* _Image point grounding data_
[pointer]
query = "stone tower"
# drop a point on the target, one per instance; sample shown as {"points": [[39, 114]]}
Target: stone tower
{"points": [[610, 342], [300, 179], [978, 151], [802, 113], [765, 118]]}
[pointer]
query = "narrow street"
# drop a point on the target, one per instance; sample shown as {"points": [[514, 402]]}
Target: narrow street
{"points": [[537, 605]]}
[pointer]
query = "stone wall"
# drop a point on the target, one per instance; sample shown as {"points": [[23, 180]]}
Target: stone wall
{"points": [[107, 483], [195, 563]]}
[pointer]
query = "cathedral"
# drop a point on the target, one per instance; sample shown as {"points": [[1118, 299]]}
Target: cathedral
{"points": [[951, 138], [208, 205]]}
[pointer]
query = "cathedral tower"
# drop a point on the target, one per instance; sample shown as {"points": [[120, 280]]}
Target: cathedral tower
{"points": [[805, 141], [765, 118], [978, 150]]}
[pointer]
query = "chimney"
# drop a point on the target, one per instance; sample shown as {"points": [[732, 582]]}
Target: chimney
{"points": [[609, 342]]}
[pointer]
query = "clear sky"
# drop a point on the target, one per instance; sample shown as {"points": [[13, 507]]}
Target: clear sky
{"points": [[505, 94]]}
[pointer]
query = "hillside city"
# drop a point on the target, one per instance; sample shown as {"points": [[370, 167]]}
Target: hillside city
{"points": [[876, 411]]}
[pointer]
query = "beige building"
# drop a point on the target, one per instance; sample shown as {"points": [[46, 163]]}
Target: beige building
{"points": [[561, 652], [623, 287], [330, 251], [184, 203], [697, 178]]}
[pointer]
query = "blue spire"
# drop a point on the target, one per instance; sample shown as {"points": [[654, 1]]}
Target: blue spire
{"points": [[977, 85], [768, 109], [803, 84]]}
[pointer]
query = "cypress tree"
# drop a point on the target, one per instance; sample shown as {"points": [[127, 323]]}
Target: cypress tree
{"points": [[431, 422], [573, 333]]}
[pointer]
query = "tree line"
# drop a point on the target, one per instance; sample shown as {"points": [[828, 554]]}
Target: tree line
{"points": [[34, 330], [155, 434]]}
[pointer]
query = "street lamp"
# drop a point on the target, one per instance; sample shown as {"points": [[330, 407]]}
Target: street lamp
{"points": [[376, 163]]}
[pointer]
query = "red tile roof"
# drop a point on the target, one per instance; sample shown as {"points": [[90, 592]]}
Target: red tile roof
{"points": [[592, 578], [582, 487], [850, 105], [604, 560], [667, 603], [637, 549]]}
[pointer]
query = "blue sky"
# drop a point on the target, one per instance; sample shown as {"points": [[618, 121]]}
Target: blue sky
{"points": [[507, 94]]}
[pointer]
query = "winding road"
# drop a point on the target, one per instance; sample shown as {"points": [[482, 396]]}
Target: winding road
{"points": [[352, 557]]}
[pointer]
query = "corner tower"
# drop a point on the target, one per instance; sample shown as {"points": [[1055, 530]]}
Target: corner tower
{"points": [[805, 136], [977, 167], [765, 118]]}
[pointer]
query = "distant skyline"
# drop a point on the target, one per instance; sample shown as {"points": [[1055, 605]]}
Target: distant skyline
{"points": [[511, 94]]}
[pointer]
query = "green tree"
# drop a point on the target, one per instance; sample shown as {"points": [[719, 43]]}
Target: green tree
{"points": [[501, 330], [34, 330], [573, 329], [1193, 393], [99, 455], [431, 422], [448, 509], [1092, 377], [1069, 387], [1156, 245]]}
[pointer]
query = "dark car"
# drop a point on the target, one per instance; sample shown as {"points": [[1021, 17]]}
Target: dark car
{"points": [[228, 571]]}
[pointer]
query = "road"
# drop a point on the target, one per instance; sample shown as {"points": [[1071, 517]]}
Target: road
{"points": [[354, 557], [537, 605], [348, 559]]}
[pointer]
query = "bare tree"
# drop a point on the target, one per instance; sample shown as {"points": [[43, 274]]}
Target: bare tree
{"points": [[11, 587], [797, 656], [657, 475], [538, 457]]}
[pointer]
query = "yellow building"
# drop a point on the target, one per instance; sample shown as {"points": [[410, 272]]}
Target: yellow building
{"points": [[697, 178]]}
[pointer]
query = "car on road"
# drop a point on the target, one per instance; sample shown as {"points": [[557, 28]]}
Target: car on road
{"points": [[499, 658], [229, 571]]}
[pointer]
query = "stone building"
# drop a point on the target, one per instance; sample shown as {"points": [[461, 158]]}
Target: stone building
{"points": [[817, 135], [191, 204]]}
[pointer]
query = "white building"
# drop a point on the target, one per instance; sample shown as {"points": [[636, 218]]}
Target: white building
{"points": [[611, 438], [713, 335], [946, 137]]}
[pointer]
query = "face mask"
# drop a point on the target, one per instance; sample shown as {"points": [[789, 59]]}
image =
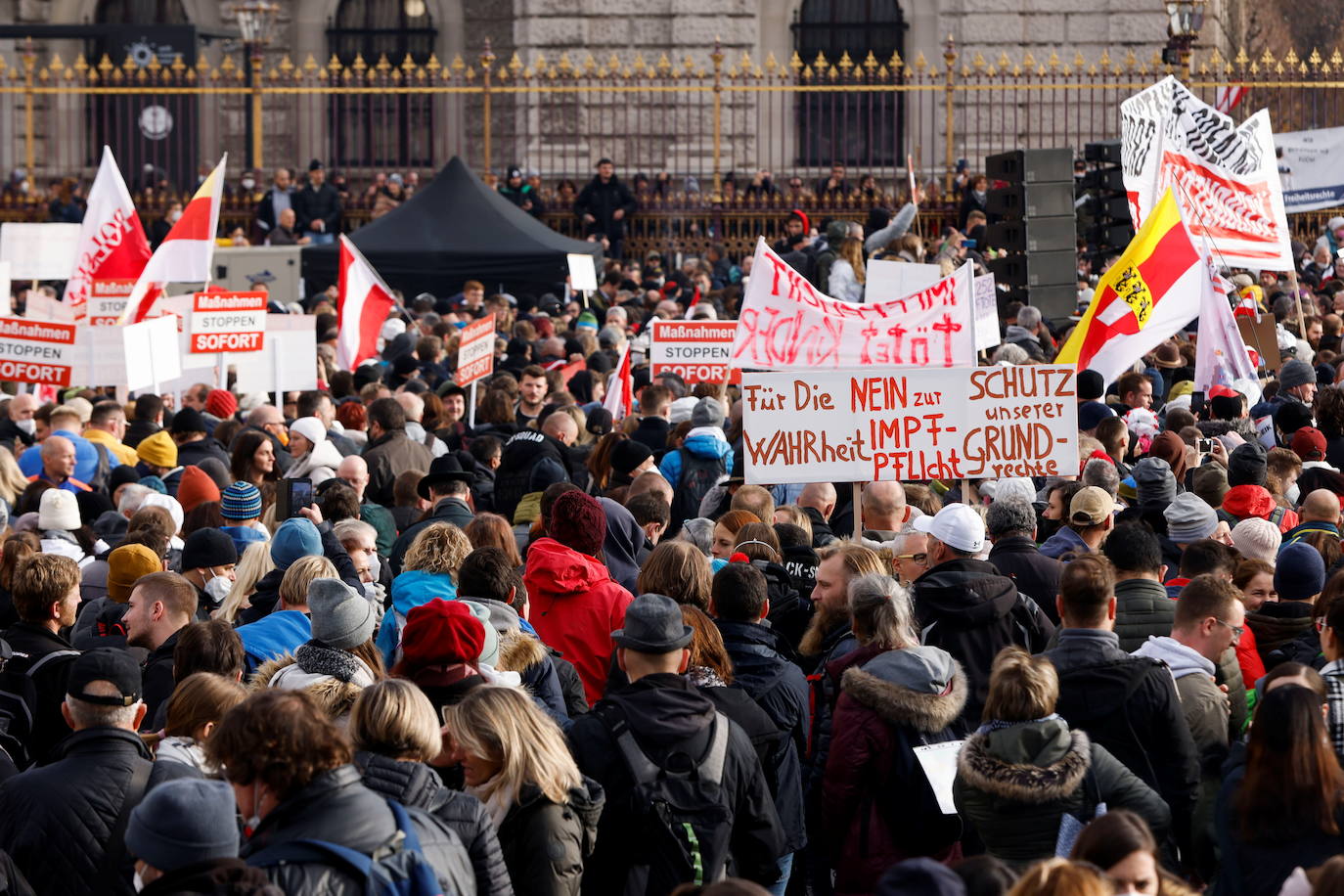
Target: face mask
{"points": [[218, 589]]}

* _Exercise description_
Every entry above should come back exactly as written, except for its pictures.

* _Solved problem_
[pointer]
query = "stone tower"
# drop a point on the target, one per instance; sample shown as {"points": [[39, 114]]}
Target: stone tower
{"points": [[610, 342], [300, 179], [978, 151], [802, 113], [765, 118]]}
[pointer]
query = "narrow street"
# drop a point on the target, one per instance; sample shown as {"points": [[514, 402]]}
Target: narrow street
{"points": [[537, 605]]}
[pointer]
query = "stone wall"
# drop a point on the target, one per instance; sample shown as {"points": [[23, 180]]}
Target: stone wall
{"points": [[107, 483], [195, 563]]}
[pointer]
query = "cathedral"
# drop a point on the target, one per instance; sample shown as {"points": [[1118, 299]]}
Target: cathedral
{"points": [[951, 138], [208, 205]]}
[pointer]
query = "cathedral tower"
# drop a point on the target, one per instance; sample shown as {"points": [[120, 280]]}
Target: cathedral tower
{"points": [[805, 141], [765, 118], [978, 150]]}
[pointer]
query = "chimney"
# drop a point on the target, one per instance; sample shown as {"points": [[732, 582]]}
Target: chimney
{"points": [[609, 342]]}
[pointer]
query = "clear sky"
# drop a point on the target, one per instance; sample shown as {"points": [[13, 507]]}
Target: clear sky
{"points": [[505, 94]]}
[pointer]
query = "hillside city"
# drop a point on the target, one per instance; sample shown as {"points": [[370, 167]]}
Target: hillside city
{"points": [[876, 411]]}
[pointer]
query = "beige building"
# drop a point on the target, one per instance; sample shown as {"points": [[46, 163]]}
Target: beige building
{"points": [[561, 652], [623, 287], [330, 251], [184, 203], [697, 178]]}
[pointer]
query = "blue spire"
# drop a point on the target, one per instance; sample shown as {"points": [[654, 1]]}
Target: blue spire
{"points": [[977, 85], [768, 109], [803, 84]]}
[pointer]
query = "cypress tree"
# drop a point on the target, one per instance; sample shown as {"points": [[127, 323]]}
Target: cypress tree
{"points": [[431, 422], [573, 333]]}
[pointer]
query = "tree line"
# drop a point on the target, one per instance; sample shown as {"points": [[828, 554]]}
Target: tree line
{"points": [[34, 330], [155, 434]]}
[pointer]
query = "street lamp"
# drop a point on the target, one per instance; sample shown as {"points": [[330, 407]]}
Target: street lamp
{"points": [[376, 163]]}
[pointer]
query = "red tile roof"
# drop a point on the target, one per instance; sample shown as {"points": [[90, 592]]}
Target: red tile roof
{"points": [[592, 578], [582, 487], [850, 105], [604, 560], [667, 603], [637, 549]]}
[pointer]
query = "blue sky"
# drop a point on the target, one per instance; sample shown as {"points": [[618, 121]]}
Target: blue sky
{"points": [[507, 94]]}
[pointer]
query = "winding road"
# drop a point on the target, one per instance; sample shown as {"points": [[482, 396]]}
Target: winding road
{"points": [[352, 557]]}
[pointer]
query = "corner tower"
# drop a point on the target, one per instance; sample shown as {"points": [[1055, 530]]}
Target: corner tower
{"points": [[805, 136], [977, 167], [765, 118]]}
[pointer]
query = "distant skyline"
# drop a point on the target, one per instance; sample shown as {"points": [[1055, 605]]}
Target: distant skyline
{"points": [[511, 94]]}
[pointer]
query = "green tree"
# drop a point on the target, one per instance; sample shown as {"points": [[719, 43]]}
Target: green tree
{"points": [[501, 330], [34, 330], [573, 329], [1193, 393], [99, 455], [431, 422], [448, 509], [1092, 377], [1069, 387], [1156, 245]]}
[pointer]
query = "dark car"
# drop a point on the target, one per instance; sample shown as {"points": [[1021, 17]]}
Target: dark car
{"points": [[228, 571]]}
[pointer]
query = "road"
# drop a point on the target, one per instance; sample shown as {"points": [[1071, 517]]}
Target: road
{"points": [[354, 557], [537, 605], [348, 559]]}
[pointer]
query = "bare tree"
# drop a point on the target, one per instance; sample shown as {"points": [[43, 274]]}
Target: bare tree
{"points": [[11, 587], [797, 656], [657, 475], [538, 457]]}
[pointer]
query = "yellow building"
# drop a point on the target, one per instance; sample shown as {"points": [[410, 272]]}
Target: yellow building
{"points": [[697, 178]]}
[pointer]
query = "car on road"
# drop a point on the target, one per instance; sample shown as {"points": [[557, 28]]}
Target: car on road
{"points": [[499, 658], [229, 571]]}
[pointer]
query = "stone building"
# drop a point on the target, one per instance; sample shown as {"points": [[461, 158]]}
Target: stone building
{"points": [[817, 135], [191, 204]]}
[pointer]
query = "white building"
# drop a point on the target, one per instance; sample shown as {"points": [[636, 218]]}
Target: white building
{"points": [[611, 438], [713, 335], [946, 137]]}
[pointer]
query = "face mask"
# drop a point on the target, one per instance; sample shown as {"points": [[789, 59]]}
image =
Target: face mask
{"points": [[218, 589]]}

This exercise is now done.